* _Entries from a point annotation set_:
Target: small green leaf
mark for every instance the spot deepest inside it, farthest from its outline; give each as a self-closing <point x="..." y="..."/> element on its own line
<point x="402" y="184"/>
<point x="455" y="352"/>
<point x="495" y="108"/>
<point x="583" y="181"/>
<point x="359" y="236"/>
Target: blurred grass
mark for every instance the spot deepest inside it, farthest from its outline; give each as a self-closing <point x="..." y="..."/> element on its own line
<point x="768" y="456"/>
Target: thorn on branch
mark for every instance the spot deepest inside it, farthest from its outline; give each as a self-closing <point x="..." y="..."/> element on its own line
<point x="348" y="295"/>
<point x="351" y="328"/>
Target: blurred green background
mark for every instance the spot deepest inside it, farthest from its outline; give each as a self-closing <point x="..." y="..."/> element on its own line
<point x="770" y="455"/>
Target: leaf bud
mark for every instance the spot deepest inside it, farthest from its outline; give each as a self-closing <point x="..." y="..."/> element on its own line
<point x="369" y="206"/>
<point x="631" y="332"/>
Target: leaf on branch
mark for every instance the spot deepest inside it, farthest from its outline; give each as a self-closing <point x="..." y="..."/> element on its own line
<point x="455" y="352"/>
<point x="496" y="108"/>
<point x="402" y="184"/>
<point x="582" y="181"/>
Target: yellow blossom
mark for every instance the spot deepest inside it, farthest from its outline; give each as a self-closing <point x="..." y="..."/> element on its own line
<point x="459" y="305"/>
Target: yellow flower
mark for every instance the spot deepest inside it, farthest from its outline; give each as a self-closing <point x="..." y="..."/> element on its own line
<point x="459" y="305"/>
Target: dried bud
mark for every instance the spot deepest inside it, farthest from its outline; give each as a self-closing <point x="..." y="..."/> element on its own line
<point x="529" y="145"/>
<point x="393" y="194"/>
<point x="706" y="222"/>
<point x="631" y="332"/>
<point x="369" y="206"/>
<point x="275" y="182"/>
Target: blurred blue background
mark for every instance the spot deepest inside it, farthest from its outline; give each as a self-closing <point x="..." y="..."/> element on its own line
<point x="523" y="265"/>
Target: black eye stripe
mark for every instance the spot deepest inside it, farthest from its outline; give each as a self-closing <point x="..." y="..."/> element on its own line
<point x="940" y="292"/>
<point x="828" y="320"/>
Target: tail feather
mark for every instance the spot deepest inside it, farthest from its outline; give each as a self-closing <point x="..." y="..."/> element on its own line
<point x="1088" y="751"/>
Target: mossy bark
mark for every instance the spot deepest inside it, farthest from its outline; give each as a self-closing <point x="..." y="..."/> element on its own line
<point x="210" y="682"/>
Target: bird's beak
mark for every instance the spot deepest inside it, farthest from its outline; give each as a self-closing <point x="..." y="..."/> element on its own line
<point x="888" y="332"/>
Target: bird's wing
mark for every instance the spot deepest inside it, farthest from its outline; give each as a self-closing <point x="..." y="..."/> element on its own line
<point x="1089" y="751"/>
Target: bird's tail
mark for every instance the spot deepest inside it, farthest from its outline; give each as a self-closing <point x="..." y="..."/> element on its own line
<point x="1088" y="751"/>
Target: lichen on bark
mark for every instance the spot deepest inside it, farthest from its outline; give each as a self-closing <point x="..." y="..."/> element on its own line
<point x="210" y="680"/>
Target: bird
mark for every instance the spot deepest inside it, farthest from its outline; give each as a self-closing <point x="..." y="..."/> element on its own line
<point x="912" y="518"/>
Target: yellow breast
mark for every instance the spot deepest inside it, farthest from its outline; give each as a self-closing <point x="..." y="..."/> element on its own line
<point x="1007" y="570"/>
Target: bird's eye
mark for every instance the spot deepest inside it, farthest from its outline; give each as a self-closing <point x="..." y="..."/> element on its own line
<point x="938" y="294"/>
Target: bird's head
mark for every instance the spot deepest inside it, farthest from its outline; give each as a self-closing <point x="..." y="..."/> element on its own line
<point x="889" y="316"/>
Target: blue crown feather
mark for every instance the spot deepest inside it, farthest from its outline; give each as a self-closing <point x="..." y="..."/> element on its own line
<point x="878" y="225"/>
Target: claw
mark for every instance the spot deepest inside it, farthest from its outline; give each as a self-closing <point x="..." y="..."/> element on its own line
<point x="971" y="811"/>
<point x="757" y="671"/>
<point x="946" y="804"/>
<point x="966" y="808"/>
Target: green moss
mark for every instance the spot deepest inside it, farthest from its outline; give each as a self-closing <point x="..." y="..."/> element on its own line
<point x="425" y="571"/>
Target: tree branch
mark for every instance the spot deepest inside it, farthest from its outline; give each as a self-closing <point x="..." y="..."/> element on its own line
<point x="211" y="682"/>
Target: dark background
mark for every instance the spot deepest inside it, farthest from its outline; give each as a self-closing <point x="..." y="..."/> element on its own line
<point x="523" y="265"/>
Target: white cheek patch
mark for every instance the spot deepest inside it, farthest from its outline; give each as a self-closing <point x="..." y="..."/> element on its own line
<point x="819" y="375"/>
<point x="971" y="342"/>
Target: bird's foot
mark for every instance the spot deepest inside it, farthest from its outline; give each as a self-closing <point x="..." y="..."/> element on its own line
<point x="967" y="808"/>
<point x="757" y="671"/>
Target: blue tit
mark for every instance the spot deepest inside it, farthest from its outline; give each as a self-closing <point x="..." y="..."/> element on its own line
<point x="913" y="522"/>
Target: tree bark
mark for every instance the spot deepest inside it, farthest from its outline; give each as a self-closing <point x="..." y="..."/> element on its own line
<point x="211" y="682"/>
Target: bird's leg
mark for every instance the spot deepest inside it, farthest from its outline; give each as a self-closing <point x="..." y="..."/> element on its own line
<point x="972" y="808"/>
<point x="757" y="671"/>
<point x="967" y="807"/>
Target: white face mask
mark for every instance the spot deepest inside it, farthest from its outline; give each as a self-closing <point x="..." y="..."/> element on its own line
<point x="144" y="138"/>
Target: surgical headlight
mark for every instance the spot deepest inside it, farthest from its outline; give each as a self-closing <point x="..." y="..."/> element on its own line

* _Problem description_: Copy exactly the lines of the listing above, beginning at the line with "Target: tree branch" and ending at its final line; write out nothing else.

* _Written reply_:
Target: tree branch
mark for every instance the spot deepest inside it, farthest from its outline; give each as a self-closing <point x="..." y="..."/> element on its own line
<point x="211" y="682"/>
Target: dark background
mark for every instance the spot deepest inside it, farthest from its outline; give each as a self-closing <point x="..." y="..."/> element on its own line
<point x="523" y="265"/>
Target: white cheek patch
mark for every instance the spot deepest inside it, farthest from its outline; give each as a self-closing <point x="..." y="..."/> element on its own line
<point x="819" y="375"/>
<point x="971" y="342"/>
Target: bird's foot
mark for every instance the spot deepest inside it, farthest from its outline; give each as a self-closing <point x="..." y="..."/> element on its own line
<point x="967" y="808"/>
<point x="757" y="671"/>
Target: blue tit
mark for every instance the spot deepest inside it, farthest from its outline; give each as a self-closing <point x="..." y="..."/> element on its own line
<point x="913" y="522"/>
Target: tree bark
mark for every instance the spot deepest inside it, farthest from its outline; give each as a self-closing <point x="..." y="..."/> element on its own line
<point x="211" y="682"/>
Target: bird's leg
mark for every instance the spot deepest inside it, farthest from its outline; give each as a self-closing <point x="..." y="..."/> element on its own line
<point x="972" y="808"/>
<point x="757" y="671"/>
<point x="967" y="807"/>
Target: white face mask
mark for every instance the spot deepest inside it, farthest from its outline; give each as a self-closing <point x="..." y="..."/> element on its own line
<point x="144" y="138"/>
Target: surgical headlight
mark for every instance the spot deepest inside it, farthest from its outline; give each as a self-closing <point x="..." y="..."/> element on its own line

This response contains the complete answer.